Convert everything from the start of the rows down to the line containing "POLYGON ((141 43, 142", both ends included, into a Markdown table with the columns Row and Line. Number each line in Row, and leave out blank lines.

--- START ---

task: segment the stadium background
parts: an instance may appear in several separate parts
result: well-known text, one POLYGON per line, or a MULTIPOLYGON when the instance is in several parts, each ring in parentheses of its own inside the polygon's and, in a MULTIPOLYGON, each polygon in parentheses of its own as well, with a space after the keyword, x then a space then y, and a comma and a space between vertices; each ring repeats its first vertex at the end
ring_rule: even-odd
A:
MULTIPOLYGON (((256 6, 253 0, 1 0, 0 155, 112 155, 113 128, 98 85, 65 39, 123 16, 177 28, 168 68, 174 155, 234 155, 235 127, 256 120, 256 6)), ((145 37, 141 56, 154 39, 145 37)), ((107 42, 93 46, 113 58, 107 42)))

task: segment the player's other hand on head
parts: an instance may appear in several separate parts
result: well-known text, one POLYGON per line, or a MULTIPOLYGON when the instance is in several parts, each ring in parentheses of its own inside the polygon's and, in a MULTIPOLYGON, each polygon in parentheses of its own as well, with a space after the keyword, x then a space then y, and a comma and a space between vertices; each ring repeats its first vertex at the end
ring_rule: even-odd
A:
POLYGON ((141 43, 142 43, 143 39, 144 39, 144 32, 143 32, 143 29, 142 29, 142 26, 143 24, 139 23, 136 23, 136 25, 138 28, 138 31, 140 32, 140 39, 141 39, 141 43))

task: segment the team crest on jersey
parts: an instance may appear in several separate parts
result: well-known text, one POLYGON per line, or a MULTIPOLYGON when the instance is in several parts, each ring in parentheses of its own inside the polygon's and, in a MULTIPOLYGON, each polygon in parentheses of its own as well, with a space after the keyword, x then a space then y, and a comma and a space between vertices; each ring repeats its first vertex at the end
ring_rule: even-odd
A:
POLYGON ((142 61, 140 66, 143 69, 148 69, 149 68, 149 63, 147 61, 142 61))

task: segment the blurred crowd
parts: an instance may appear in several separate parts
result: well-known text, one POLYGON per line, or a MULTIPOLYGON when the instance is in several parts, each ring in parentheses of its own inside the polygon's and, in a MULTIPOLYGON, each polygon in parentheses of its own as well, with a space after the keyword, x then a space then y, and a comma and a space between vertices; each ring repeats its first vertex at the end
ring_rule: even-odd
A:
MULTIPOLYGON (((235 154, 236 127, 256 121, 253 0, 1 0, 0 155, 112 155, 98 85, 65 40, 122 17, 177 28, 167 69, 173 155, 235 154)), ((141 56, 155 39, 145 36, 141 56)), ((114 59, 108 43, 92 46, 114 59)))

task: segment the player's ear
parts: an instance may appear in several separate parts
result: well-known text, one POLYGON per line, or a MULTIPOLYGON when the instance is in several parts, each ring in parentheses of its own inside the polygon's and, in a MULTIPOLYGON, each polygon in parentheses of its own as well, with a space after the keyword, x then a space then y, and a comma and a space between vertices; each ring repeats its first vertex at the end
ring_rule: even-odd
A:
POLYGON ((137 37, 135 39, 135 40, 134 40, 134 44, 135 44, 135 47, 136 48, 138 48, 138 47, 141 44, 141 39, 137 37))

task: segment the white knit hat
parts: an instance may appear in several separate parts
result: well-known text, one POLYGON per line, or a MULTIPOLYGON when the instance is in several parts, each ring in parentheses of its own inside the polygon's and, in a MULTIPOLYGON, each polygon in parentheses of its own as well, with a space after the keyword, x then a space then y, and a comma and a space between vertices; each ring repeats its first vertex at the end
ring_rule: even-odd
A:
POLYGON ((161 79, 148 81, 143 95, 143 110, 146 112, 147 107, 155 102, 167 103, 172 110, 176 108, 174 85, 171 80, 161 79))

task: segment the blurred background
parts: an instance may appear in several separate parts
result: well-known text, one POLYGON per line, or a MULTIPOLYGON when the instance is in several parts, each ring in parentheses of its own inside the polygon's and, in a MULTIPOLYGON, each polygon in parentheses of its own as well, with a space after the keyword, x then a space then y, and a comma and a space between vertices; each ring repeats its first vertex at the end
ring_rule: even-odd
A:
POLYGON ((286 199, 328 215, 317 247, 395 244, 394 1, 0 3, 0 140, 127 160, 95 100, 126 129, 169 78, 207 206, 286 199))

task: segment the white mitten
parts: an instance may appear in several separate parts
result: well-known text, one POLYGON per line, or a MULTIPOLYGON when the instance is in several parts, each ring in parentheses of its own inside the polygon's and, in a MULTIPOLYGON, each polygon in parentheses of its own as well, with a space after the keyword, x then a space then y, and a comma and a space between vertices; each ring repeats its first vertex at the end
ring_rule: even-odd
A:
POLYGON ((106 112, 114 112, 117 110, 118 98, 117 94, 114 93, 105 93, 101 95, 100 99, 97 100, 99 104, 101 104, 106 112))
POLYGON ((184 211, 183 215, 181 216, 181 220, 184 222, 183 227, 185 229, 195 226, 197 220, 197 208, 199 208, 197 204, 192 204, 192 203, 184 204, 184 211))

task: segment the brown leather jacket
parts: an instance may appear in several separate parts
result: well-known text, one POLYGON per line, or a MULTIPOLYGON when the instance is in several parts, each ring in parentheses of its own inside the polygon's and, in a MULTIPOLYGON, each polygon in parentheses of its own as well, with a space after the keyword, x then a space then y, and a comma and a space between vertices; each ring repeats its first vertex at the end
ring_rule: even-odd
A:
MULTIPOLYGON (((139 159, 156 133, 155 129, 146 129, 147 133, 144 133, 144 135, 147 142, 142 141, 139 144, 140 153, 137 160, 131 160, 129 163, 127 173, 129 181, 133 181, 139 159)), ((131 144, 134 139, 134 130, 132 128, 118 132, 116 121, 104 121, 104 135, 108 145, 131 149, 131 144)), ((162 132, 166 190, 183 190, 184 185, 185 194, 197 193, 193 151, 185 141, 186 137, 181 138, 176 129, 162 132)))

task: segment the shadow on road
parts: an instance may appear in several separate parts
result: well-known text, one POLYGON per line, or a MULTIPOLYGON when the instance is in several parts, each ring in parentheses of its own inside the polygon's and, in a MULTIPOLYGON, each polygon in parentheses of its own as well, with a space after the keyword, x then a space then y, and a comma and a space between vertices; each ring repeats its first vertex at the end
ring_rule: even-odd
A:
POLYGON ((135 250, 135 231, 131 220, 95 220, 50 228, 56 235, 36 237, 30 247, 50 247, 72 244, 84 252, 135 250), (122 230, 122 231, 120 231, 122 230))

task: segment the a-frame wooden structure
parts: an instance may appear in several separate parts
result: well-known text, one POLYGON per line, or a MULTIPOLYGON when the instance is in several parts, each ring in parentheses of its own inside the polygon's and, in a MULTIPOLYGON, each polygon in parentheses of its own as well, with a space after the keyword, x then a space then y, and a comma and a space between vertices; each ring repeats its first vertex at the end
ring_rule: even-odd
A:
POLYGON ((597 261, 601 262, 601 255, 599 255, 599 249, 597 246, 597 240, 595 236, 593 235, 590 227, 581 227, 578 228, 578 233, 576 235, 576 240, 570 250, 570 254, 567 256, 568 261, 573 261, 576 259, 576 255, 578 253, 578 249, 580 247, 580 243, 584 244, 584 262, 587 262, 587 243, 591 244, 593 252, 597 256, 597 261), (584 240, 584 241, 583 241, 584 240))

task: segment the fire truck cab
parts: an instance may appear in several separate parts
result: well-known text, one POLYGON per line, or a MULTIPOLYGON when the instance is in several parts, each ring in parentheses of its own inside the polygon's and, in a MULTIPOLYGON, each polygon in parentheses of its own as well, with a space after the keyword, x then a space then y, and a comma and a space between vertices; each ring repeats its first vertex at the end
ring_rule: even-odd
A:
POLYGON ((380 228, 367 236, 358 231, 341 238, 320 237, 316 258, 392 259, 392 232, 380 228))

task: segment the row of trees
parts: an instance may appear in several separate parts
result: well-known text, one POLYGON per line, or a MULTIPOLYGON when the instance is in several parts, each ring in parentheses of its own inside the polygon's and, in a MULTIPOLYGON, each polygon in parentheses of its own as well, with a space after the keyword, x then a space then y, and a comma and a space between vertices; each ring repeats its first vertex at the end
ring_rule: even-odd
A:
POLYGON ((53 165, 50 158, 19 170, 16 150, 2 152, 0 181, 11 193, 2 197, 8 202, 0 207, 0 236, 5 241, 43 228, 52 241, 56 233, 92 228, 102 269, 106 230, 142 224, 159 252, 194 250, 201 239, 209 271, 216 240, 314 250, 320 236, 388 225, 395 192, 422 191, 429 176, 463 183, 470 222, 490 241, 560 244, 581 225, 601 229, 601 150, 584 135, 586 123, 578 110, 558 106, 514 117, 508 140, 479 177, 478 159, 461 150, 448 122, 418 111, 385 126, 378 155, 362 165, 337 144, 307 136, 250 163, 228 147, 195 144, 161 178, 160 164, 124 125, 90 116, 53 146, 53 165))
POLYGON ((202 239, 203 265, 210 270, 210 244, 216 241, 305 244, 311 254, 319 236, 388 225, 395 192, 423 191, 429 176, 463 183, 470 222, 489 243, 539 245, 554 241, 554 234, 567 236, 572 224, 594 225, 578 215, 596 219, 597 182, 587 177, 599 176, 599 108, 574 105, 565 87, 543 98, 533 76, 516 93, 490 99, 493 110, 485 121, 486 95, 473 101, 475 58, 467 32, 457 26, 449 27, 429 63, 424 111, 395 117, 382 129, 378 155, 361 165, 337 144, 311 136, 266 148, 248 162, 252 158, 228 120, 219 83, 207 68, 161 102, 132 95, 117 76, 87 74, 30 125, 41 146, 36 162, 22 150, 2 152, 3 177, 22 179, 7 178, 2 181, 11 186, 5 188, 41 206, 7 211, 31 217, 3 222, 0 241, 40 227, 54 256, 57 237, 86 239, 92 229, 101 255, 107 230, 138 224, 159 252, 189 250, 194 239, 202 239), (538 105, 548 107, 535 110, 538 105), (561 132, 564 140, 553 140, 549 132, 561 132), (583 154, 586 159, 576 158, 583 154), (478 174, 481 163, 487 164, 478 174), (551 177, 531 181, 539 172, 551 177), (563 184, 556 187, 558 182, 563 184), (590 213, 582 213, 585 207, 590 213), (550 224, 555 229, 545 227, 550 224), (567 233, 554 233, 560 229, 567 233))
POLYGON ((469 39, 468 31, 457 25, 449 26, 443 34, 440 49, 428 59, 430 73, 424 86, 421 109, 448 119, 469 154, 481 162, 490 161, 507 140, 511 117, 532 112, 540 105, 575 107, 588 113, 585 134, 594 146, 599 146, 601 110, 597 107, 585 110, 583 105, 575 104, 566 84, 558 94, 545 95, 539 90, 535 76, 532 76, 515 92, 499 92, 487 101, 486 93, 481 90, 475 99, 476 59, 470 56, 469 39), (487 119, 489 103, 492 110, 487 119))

--- END ---

RESULT FOR THIS TASK
| Row | Line |
|---|---|
| 1 | task: segment the stadium background |
| 2 | parts: an instance may appear in several separate parts |
| 3 | result: well-known text, one POLYGON per line, or a MULTIPOLYGON when the instance is in several parts, each ring in parentheses of its own inside the polygon's and, in a MULTIPOLYGON, each polygon in parentheses of its own as well, with a space after the keyword, x then a space then y, and a comma and a space between vertices; each ring repeats its first vertex at the end |
| 4 | ring_rule: even-odd |
| 5 | A: |
| 6 | MULTIPOLYGON (((256 6, 253 0, 1 0, 0 155, 112 155, 113 128, 98 85, 65 39, 123 16, 177 28, 168 68, 174 155, 234 155, 235 127, 256 120, 256 6)), ((145 37, 141 56, 154 39, 145 37)), ((107 42, 93 46, 113 58, 107 42))) |
| 7 | task: segment the player's other hand on head |
| 8 | parts: an instance may appear in several separate parts |
| 9 | result: well-known text, one POLYGON per line, or a MULTIPOLYGON when the instance is in several parts, each ring in parentheses of its own inside the polygon's and, in a MULTIPOLYGON, each polygon in parentheses of its own as well, with a space after the keyword, x then a space then y, and a comma and a space between vertices; each ring repeats its first vertex at the end |
| 10 | ring_rule: even-odd |
| 11 | A: |
| 12 | POLYGON ((141 43, 142 43, 143 39, 144 39, 144 32, 143 32, 143 29, 142 29, 142 26, 143 24, 139 23, 136 23, 136 25, 138 28, 138 31, 140 32, 140 39, 141 39, 141 43)) |